***** Text extract
In other words, within various kingdoms there were sub-kingdoms ruled by the clergy who, although they may have expressed loyalty to the king, nevertheless owed their first allegiance to the church and fed into the church’s coffers vast amounts of money on which they lived and on which Rome maintained its extravagant life-style.
The pope argued that he had the right to appoint clerics because they held ecclesiastical office. The kings argued they had the right to appoint these clerics because they were political rulers and owed allegiance to the crown.
And, as is usually the case, the bottom line was money. Who is going to get the money? The pope or the king?
It was a problem of no little importance, especially if we consider the fact that at one time the church owned over half of the landed estate of Europe.
Innocent’s solution to the problem was simple. Make the pope the sole ruler in Europe, even over kings. And this he set about doing.
It is useless to go into all that went on in France, Germany, and England during this struggle. It is complicated and not edifying. But the result was that all the kings of Europe were brought to heel, one by one, until only England remained.
England was ruled by the powerful, usually able, but thoroughly corrupt Plantagenet kings, known by every schoolboy who has been taught history. They were sometimes called Angevin kings because they traced their dynasty back to William the Conqueror, the Frenchman from Anjou who conquered England and put England under the rule of this line. Their power was something with which to reckon.
However, the pope was by no means without any power of his own. He could make decrees, issue edicts, and aim directives at Europe’s kings, but he had various tools at his disposal to enforce his will. There were three such tools.
One was the horde of monks who lived in all Europe, were a drain on every country, inhabited the monasteries, but were totally loyal to the pope. He controlled them, manipulated them, and used them as a standing army to enforce his will. In every country they numbered in the thousands.
**********
Tasks and exercises —
**A)** Please restate the papacy text from "However, the pope" up to and including "in the thousands.", swapping "monks" for "friars".
**B)** Answer these questions from the papacy text:
(i) What share of the landed estate of Europe did the church own at one time?
(ii) Which kings ruled England?
(iii) How many tools did the pope have at his disposal to enforce his will?
***** Records
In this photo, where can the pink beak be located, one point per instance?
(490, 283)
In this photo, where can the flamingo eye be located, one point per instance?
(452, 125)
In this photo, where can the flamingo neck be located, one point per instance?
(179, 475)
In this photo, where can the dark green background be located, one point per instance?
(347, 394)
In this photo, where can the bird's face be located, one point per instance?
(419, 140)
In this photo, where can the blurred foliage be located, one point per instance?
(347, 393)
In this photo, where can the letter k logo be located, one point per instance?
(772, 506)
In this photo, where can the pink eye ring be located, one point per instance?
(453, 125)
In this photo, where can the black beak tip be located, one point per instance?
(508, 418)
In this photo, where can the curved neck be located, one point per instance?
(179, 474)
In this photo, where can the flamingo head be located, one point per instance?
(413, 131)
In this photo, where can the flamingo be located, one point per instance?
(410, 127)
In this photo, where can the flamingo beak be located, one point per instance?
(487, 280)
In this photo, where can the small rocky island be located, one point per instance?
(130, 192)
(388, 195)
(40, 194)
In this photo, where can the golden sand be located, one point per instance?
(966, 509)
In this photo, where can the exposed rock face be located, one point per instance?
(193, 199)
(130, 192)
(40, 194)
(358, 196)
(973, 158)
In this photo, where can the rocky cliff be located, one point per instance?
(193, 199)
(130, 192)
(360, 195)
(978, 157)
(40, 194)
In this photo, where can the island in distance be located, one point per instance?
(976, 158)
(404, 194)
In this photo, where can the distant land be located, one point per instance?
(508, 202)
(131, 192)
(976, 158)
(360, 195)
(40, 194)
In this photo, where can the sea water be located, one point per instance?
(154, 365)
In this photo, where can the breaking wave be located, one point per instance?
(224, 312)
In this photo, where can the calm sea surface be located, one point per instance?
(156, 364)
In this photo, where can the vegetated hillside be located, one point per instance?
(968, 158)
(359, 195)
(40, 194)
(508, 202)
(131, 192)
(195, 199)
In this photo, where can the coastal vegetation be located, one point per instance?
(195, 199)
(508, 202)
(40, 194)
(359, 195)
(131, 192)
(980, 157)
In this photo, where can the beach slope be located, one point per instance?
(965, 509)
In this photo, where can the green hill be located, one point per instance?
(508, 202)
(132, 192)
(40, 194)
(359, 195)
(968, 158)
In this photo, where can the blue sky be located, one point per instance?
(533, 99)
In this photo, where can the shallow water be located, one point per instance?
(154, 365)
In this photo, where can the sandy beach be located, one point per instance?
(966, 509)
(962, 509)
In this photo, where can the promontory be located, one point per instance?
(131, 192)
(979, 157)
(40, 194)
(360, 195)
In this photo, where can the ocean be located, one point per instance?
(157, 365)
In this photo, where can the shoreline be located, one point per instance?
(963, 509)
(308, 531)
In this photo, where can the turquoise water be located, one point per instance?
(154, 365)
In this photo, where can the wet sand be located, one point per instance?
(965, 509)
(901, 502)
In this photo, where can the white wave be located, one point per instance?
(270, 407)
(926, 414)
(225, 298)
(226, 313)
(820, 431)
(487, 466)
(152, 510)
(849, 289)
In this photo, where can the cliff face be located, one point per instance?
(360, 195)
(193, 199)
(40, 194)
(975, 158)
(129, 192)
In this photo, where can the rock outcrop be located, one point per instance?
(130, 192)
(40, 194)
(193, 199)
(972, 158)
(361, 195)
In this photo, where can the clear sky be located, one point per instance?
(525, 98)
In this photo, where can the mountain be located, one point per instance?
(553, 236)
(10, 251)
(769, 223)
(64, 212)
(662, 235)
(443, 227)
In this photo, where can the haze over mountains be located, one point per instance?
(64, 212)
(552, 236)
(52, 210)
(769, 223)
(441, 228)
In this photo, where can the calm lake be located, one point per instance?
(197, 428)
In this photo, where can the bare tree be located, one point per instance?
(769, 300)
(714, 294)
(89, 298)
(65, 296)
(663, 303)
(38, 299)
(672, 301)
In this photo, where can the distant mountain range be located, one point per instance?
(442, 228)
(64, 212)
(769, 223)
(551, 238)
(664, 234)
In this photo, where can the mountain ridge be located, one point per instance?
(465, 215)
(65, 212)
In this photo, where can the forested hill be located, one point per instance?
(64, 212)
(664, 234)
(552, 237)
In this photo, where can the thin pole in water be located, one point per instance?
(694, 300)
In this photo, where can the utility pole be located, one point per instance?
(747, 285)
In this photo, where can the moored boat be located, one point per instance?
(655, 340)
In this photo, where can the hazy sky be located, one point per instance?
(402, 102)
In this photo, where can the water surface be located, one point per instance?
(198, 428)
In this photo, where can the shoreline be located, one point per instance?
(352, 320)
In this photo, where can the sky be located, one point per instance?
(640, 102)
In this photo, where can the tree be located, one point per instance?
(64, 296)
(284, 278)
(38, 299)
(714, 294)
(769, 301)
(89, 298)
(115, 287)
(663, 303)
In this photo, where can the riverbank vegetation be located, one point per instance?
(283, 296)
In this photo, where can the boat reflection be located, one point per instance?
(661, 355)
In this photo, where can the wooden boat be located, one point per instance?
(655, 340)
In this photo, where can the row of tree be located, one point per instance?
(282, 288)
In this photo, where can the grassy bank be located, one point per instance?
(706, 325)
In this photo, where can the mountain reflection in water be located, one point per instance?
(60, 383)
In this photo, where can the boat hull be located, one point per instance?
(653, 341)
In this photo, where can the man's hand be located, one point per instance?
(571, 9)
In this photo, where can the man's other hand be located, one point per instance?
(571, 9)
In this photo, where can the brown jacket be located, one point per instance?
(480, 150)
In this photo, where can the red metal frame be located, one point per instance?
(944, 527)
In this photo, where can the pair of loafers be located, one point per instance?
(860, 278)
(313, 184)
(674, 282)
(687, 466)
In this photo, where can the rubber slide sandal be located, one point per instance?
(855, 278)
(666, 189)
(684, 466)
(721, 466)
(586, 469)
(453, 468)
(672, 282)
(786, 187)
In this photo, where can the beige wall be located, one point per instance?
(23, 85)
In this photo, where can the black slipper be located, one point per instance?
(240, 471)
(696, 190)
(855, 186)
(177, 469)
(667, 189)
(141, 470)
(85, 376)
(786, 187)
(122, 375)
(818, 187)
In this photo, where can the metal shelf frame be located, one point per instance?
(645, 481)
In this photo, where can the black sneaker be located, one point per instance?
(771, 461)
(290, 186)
**********
Answers given —
**A)**
However, the pope was by no means without any power of his own. He could make decrees, issue edicts, and aim directives at Europe’s kings, but he had various tools at his disposal to enforce his will. There were three such tools.
One was the horde of friars who lived in all Europe, were a drain on every country, inhabited the monasteries, but were totally loyal to the pope. He controlled them, manipulated them, and used them as a standing army to enforce his will. In every country they numbered in the thousands.

**B)**
(i) Over half.
(ii) The Plantagenet kings, sometimes called Angevin kings.
(iii) Three.